### EXCERPT PROVIDED
◆ ◆ ◆
For students like Clarksburg High School senior Angie Nseliema, standardized tests mean a disruption of the normal school routine.

On the first day of state-mandated exams, she missed all her classes for the first half of the day and had substitute teachers the rest of the day.

"And then for those next two weeks I think it was on average three or four teachers were missing,” she said during a panel hosted last month by the Maryland State Education Association. “During that time we were doing final exam stuff so it was like you couldn't really prepare for final exams because your teacher wasn't in class."

When state lawmakers return to Annapolis this week, the teachers union hopes to convince lawmakers to pass a bill limiting standardized testing to just 2 percent of total classroom time.  

"That's about 21 and a half hours of testing,” said the union’s legislative director, Sean Johnson. “Based on federal mandated testing now, there's about eight to nine and a half hours of federal mandated testing, and then there would be the additional state and local testing that is important to occur but not to the level of over-testing that we see now.”
◆ ◆ ◆
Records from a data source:

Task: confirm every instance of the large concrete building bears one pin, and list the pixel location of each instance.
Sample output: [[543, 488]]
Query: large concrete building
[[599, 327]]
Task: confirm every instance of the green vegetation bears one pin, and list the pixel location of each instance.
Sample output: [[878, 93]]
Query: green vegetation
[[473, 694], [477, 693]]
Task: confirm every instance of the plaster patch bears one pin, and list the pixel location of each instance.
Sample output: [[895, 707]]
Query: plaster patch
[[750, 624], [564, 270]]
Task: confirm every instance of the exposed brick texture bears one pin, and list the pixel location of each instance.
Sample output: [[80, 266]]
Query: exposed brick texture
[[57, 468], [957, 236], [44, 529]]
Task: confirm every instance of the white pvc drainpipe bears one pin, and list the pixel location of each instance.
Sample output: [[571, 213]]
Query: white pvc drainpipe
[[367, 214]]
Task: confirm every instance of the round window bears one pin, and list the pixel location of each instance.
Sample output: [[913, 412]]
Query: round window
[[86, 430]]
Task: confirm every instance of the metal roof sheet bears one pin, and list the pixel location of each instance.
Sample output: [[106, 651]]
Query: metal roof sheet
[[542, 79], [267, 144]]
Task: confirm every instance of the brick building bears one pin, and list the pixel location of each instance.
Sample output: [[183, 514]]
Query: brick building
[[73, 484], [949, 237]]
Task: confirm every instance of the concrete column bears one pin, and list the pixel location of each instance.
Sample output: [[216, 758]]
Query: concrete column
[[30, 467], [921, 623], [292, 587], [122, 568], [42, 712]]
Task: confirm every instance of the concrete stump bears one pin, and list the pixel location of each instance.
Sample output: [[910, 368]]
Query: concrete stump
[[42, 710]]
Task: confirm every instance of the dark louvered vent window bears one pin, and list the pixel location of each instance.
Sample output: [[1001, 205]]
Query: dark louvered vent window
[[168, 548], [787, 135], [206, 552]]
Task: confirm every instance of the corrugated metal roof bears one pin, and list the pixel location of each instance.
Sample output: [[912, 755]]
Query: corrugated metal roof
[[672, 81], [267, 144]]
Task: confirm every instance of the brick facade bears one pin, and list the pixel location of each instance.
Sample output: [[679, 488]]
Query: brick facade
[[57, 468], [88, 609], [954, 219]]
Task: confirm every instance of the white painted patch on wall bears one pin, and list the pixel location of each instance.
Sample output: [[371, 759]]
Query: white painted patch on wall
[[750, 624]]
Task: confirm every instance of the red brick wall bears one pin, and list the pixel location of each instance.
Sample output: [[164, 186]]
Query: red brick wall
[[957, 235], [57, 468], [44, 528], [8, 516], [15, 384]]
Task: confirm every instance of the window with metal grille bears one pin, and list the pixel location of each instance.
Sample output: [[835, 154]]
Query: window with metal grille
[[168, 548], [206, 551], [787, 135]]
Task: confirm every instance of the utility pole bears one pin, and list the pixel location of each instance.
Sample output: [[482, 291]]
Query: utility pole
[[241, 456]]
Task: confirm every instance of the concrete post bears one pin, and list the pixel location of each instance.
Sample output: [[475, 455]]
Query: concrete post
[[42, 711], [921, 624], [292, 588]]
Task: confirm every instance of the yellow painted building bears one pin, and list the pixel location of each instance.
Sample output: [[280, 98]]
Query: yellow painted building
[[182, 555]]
◆ ◆ ◆
### REQUIRED ACTIONS
1 > Change "bill" to "measure" in the stretch of the standardized testing excerpt from "For students like" through "total classroom time.", and write out that stretch with the change.
2 > In the standardized testing excerpt, what share of total classroom time would the teachers union's proposed bill allow for standardized testing?

### ANSWERS
1 >
For students like Clarksburg High School senior Angie Nseliema, standardized tests mean a disruption of the normal school routine.

On the first day of state-mandated exams, she missed all her classes for the first half of the day and had substitute teachers the rest of the day.

"And then for those next two weeks I think it was on average three or four teachers were missing,” she said during a panel hosted last month by the Maryland State Education Association. “During that time we were doing final exam stuff so it was like you couldn't really prepare for final exams because your teacher wasn't in class."

When state lawmakers return to Annapolis this week, the teachers union hopes to convince lawmakers to pass a measure limiting standardized testing to just 2 percent of total classroom time.

2 > 2 percent